### Dataset content
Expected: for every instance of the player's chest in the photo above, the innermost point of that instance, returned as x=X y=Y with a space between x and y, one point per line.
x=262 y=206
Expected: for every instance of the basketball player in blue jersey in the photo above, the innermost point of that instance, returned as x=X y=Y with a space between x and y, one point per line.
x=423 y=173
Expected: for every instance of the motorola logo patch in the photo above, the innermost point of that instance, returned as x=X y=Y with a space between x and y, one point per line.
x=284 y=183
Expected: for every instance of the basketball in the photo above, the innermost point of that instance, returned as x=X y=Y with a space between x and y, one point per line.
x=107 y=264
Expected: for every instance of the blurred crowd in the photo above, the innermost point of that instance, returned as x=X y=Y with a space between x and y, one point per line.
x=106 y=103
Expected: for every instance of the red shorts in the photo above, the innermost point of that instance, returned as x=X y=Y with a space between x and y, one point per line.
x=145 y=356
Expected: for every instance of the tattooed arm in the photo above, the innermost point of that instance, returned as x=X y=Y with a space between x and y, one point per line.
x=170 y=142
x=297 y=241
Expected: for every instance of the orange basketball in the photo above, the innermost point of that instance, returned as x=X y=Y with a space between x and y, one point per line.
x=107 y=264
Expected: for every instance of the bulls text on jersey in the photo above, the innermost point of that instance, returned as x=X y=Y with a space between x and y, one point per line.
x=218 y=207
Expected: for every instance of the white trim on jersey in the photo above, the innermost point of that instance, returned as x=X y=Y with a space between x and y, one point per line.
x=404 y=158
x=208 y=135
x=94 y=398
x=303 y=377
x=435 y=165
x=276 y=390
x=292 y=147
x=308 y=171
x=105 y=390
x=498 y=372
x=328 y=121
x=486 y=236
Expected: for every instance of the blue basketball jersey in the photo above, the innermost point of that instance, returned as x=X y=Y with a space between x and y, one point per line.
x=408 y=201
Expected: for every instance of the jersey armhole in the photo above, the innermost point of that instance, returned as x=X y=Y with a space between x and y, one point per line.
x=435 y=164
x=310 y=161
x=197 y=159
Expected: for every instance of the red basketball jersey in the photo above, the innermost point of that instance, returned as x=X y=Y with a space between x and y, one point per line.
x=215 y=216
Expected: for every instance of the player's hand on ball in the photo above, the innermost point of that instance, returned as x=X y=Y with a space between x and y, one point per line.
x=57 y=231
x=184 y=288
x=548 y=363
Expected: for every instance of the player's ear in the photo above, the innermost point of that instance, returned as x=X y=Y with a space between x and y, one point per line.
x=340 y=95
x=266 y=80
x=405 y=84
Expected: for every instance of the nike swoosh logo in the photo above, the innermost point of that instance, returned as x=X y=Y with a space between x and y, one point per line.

### Goal of the exercise
Reproduce every one of the records above, word for word.

### Solution
Expected: for every instance of the player's chest in the photo above, the innermost point of that instance, returned as x=X y=Y with a space between x and y, one point per line.
x=262 y=206
Expected: for every instance of the basketball player in blue jersey in the photo above, the innermost point of that instance, returned as x=X y=Y with a space between x and y, one point per line.
x=423 y=173
Expected: for every instance of the motorola logo patch in the photo above, the innermost point of that instance, returned as x=X y=Y with a space between x and y, one point per line.
x=284 y=183
Expected: for every instance of the basketball in the photo above, the innermost point of that instance, returned as x=X y=Y with a space between x and y, one point per line.
x=107 y=264
Expected: for every instance of the blurred crowd in the photo above, the innermost point of that instance, returned as x=X y=Y with a space between x and y, one point per line.
x=106 y=103
Expected: for every instance of the red shorts in the photo above, the innermost point of that instance, returned as x=X y=Y with a space between x and y, one point per line.
x=145 y=356
Expected: for every instance of the tattooed arm in the photo above, the innermost point of that instance, returned as x=X y=Y with a space between x and y, one point per line.
x=170 y=142
x=297 y=241
Expected: for every instance of the orange basketball in the photo above, the innermost point of that instance, returned as x=X y=Y with a space between x and y, one point per line.
x=107 y=264
Expected: for every instance of the bulls text on jersey in the photo above, the innermost point of that instance, returned as x=X y=Y with a space between x and y, one point per line.
x=218 y=207
Expected: for every instance of the white trim on jersey in the photo above, the innermost point of that instance, returned as x=X y=Y with a space between x and y, one point per line.
x=404 y=158
x=208 y=135
x=94 y=398
x=303 y=377
x=435 y=165
x=276 y=390
x=292 y=147
x=308 y=171
x=105 y=390
x=498 y=372
x=328 y=121
x=486 y=236
Expected: for every instance of the blue basketball jersey in the photo above, the innermost point of that instance, returned as x=X y=Y with a space between x and y, one point per line.
x=408 y=201
Expected: for every instance of the jersey armhole in the photo above, the innermost point of that instance, returned as x=X y=Y with a space between x and y, one point per line.
x=435 y=164
x=310 y=161
x=197 y=159
Expected: for every instance of the red basketball jersey in the photo above, the innermost point of that instance, returned as x=X y=Y with a space between x and y, one point per line.
x=215 y=216
Expected: for every instance of the player's hand on ball in the photo above, the innermost point of that instance, returned as x=X y=Y with a space between x and y, one point per line.
x=57 y=231
x=184 y=288
x=548 y=363
Expected: for every instance of the player's ear in the photo above, the innermost point of that instance, returned as x=X y=Y with a space between x and y, one point per line.
x=340 y=95
x=266 y=80
x=405 y=84
Expected: for every instance of the nike swoosh logo in the photo above, the innermost point of that instance, returned as x=X y=Y with a space between x and y, one point per line.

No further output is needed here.